> EXERCISE
Nothing may be left out or changed. Print every entry.

> MATERIAL FOR THIS EXERCISE
——————————

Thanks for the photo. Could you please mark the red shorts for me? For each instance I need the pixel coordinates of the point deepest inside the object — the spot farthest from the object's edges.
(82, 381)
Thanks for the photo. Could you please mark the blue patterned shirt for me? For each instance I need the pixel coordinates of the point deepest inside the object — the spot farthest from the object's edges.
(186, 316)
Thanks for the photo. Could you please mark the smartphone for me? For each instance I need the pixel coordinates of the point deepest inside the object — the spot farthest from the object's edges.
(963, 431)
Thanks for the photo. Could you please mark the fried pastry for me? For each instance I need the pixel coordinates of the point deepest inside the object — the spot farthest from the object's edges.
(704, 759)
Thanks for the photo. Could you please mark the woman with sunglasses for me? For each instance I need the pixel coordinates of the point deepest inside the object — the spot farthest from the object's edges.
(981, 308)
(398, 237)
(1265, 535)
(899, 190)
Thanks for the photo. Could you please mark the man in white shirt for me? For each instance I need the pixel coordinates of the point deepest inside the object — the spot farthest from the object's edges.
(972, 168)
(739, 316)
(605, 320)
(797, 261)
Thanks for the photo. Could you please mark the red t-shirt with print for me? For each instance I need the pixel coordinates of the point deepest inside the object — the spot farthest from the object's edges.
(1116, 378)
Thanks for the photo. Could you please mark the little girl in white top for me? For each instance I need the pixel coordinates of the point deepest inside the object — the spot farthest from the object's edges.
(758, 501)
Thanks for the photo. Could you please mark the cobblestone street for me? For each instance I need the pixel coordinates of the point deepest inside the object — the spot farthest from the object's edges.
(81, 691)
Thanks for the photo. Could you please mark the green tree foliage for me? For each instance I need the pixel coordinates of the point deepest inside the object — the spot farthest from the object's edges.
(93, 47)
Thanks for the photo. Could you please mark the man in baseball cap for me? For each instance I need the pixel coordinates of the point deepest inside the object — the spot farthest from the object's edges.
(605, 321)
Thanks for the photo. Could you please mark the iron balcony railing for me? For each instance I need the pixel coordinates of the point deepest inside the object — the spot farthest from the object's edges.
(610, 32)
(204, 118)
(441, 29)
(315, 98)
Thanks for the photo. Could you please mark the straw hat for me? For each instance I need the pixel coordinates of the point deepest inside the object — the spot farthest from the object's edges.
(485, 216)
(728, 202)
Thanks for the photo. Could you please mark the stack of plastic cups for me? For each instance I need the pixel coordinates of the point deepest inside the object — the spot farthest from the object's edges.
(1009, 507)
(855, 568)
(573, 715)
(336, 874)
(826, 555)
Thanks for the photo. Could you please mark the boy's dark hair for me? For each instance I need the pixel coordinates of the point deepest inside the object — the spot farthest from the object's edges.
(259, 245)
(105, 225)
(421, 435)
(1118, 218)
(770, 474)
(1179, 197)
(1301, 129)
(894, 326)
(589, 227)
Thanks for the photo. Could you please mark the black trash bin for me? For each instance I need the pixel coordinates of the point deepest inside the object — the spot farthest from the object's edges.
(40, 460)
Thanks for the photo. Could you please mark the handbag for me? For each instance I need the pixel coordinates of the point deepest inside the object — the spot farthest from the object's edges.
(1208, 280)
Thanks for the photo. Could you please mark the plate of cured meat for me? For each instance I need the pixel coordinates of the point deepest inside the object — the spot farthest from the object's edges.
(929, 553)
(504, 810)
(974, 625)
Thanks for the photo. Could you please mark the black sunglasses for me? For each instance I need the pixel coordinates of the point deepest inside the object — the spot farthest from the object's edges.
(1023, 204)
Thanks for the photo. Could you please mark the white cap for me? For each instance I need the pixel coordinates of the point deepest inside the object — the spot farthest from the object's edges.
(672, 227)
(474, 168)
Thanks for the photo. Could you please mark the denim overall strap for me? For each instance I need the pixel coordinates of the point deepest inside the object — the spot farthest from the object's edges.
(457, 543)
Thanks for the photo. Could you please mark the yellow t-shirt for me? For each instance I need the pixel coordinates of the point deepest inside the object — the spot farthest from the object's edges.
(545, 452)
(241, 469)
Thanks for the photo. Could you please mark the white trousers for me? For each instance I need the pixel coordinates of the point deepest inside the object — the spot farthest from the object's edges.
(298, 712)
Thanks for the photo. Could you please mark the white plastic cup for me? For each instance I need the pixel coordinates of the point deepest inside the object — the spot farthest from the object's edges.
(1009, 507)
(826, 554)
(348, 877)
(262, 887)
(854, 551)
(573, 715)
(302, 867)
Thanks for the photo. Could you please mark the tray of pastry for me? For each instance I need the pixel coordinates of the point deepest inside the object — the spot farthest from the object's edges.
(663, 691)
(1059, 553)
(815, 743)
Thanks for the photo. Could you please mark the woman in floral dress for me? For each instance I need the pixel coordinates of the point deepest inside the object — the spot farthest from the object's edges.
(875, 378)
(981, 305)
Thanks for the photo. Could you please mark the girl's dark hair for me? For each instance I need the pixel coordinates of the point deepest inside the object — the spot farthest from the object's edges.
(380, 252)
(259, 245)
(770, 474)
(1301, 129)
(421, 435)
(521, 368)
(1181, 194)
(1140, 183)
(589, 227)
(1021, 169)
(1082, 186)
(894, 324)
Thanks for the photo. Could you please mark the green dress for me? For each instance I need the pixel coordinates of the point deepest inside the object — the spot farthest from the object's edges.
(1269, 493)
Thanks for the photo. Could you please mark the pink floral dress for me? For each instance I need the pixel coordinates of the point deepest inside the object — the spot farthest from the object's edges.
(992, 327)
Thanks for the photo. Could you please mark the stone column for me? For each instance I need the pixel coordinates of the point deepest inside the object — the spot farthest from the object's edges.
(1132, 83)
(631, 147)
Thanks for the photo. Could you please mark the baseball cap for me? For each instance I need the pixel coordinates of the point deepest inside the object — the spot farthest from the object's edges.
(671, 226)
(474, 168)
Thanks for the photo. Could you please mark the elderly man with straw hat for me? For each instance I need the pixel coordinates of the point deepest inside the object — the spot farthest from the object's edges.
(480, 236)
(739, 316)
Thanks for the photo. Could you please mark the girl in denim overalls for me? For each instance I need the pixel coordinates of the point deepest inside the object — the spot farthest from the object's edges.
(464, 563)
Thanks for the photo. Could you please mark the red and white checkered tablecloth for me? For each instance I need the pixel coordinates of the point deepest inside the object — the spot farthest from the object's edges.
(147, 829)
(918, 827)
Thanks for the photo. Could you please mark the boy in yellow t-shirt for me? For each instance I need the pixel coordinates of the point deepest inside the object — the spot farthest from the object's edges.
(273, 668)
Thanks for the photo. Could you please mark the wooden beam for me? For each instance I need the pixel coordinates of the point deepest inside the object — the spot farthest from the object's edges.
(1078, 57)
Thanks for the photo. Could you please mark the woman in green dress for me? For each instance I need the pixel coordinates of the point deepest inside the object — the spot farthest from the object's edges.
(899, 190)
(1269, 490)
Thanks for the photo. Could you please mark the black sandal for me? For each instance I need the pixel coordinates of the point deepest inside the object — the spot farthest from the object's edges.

——————————

> EXPECTED ANSWER
Thanks for the photo. Could you please mark the red shorts for me? For each instance I need the pixel coordinates of the point deepest inside the object — the spot farthest from the object's edges.
(82, 381)
Thanks for the photo. Could you please mark the blue patterned shirt for me? For each instance I need the pixel coordinates of the point deepest inside the object — the spot farthest from the object's edges.
(186, 316)
Thanks for the photo. Could you please mark the smartphone for me? For each instance I need the pixel coordinates of the point deepest inside the object — the spot farthest from the object's edges.
(963, 431)
Thanks for the photo. Could you please mark the fried pastry for me? For each instance I need the pixel coordinates of the point deepest inside the object — the spot farthest from the object's edges.
(704, 759)
Thanks for the photo. Could you please mark the woman with sunglasses for me? For each instance I need the pixel coordinates of the point deepest inside the object — the spot farthest from the object's edges.
(981, 308)
(398, 237)
(1265, 535)
(899, 190)
Thanks for the photo. Could you please mark the man in white shirt for me? For each instance I need the pixel coordinates of the point deepest inside the object — the spot farthest from the object's edges.
(972, 168)
(739, 316)
(605, 320)
(797, 261)
Thanks for the photo. Could you please mark the red t-shirt with print for me? For each instance I need the pixel coordinates of the point deepest inside the object — the spot farthest from the object's edges.
(1116, 378)
Thanks for the photo. Could you please mark the little girl in white top for me? For each instance I need the pixel coordinates of the point deepest inside the object — the spot farthest from the object's edges.
(758, 501)
Thanks for the photo. Could you please mark the cobblestone street for me? For each instance I need the pixel coordinates of the point deepest inside the object — the spot farthest from the object's edges.
(81, 691)
Thanks for the photo. Could you please mark the green tree foliage for me? For each instance I need the pixel coordinates of the point deepest inside the object — the spot farthest from the object's edges.
(93, 47)
Thanks for the photo. Could you please mark the man in baseball cap for me? For each instance I need the pixel coordinates of the point deepest inside the object — the spot farthest from the object's edges.
(605, 321)
Thanks for the photo. Could you please mark the iron balcony railing for me? For each instance I need the pixel coordinates of the point deepest inside the object — the spot farthest from the object's edges.
(610, 32)
(204, 118)
(441, 29)
(315, 98)
Thanks for the photo. Could you please mark the straw hat for me? For each instance I need the pixel coordinates of the point deepest inside the object — the spot farthest from the object's edges.
(485, 216)
(728, 202)
Thanks for the photo. Could you please mark the stack of plastic cups for me? For each instance I need the pixel coordinates of the point deepest inside the object — the spot farthest from the object's edges.
(1009, 507)
(855, 568)
(573, 715)
(336, 874)
(826, 555)
Thanks for the photo. Could you please mark the boy's dark hair for me? For each instance I need the pixel coordinates of the point deepest inside the object — the spot farthest from the object's edges.
(259, 245)
(105, 225)
(421, 435)
(1118, 218)
(770, 474)
(1179, 197)
(1301, 129)
(894, 326)
(589, 227)
Thanks for the photo. Could you please mark the black trash bin for me? For each instance I need the pixel coordinates of the point deepest inside the object — the spot farthest from the object's edges.
(40, 460)
Thanks for the photo. Could you please mark the handbag for me? For each instance I need the pixel coordinates of the point deepest inside the object — the spot farthest from the object's edges.
(1208, 280)
Thanks for the photo. Could you please mark the plate of cured meat for me? For each instance I need the pixel coordinates of the point deepest inside the object — the spot farthest from the object's edges.
(929, 553)
(504, 810)
(974, 625)
Thanks for the photo. Could you please mark the black sunglasses for me? For each instance I need the pixel coordinates of the point deepest inside the object — the spot farthest from the object's edges.
(1023, 204)
Thanks for the photo. Could you please mark the white cap for me? For each instance I need the pixel coordinates of the point deepest inside the object — the spot farthest from the object's edges.
(672, 227)
(474, 168)
Thanks for the photo. Could you please mark the denim overall strap for me? For each instance I need the pixel coordinates of the point deepest inside the object — the spot farthest from the object's edges.
(457, 543)
Thanks for the photo. Could you please mark the yellow t-shirt for me? For each instance I need the pixel coordinates of the point deepest inside the object — the spot farthest from the object's edges.
(545, 452)
(241, 469)
Thanks for the photo. Could you please mark the white trousers for me? For each instance I need the pixel coordinates of the point deepest inside the object — the spot farthest from the object's edges.
(298, 712)
Thanks for the photo. Could you please mark the white plastic cup for me? For each instance I need the pixel coordinates of the point deepest inside the object — the spot farthest from the object's edges.
(1009, 507)
(826, 554)
(348, 877)
(262, 887)
(854, 551)
(573, 715)
(302, 867)
Thanks for the photo. Could you please mark the tray of pastry for me? For each instance I need the pixel coordinates of the point deepest inside the object — the spot farthest from the object's edges.
(663, 691)
(1059, 553)
(815, 743)
Thanks for the photo. Could you please mark the woman in floral dress for me? For each instance I need the pixel coordinates of the point deepest inside the object — the spot farthest from the object's edges.
(875, 378)
(981, 305)
Thanks for the photo. Could you please mark the girl's dark hair for me? For each instance I need the pixel coordinates of the point deepest inside the object — the spot farthest from the object's edges.
(380, 252)
(259, 245)
(770, 474)
(1301, 129)
(421, 435)
(521, 368)
(1181, 194)
(1140, 183)
(589, 227)
(1021, 169)
(1082, 186)
(894, 324)
Thanks for the photo. Could you please mark the green dress for me? For each instance I need the pixel coordinates of the point deepest inside the object — the spot farthest from the object's edges.
(1269, 493)
Thanks for the photo. Could you please mark the pink floral dress for me? For each instance I need the pixel coordinates of the point deepest inside the object — the spot farthest from the object's edges.
(992, 327)
Thanks for the photo. Could you please mark the stone column for me? For each instance I need the pixel coordinates of the point deepest inside the object — the spot farthest from the object's edges.
(1132, 83)
(631, 147)
Thanks for the photo. Could you please mark the baseball cap for me? For each instance I need the pixel coordinates of the point deepest inside the object — the spot farthest from the object's edges.
(671, 226)
(474, 168)
Thanks for the photo. Could you please mark the elderly man with straw hat for me? For each instance I need the pixel coordinates of the point deepest inside the object — the spot farthest from the object's edges.
(480, 236)
(739, 316)
Thanks for the photo. Could you please mark the girl in denim overalls for me? For each instance I need the pixel coordinates of the point deepest inside the object — the spot farthest from the object's edges.
(464, 563)
Thanks for the photo. Could you please mark the red and white checkered tablecloth for me? For each instance I need the pixel coordinates of the point deepest inside the object — the spot farthest from the object's edges.
(147, 829)
(918, 827)
Thanks for the photo. Could you please mark the boy in yellow t-shirt for me? For each instance I need the pixel coordinates of the point deepest inside the object — the spot farthest from the object's edges.
(273, 668)
Thanks for the photo. Could you please mark the wooden beam for me? For each instance I need the pixel coordinates of the point deepest inside the object — the spot farthest from the object's edges.
(1078, 57)
Thanks for the photo. Could you please mark the woman in green dress for me? For each instance I need the pixel coordinates of the point deepest inside the object — the spot farthest from the object's edges.
(899, 190)
(1269, 490)
Thanks for the photo. Could you please mark the black sandal for me? For each instance I need the pixel coordinates of the point deepest inside the object — the spot farthest from the object's edges.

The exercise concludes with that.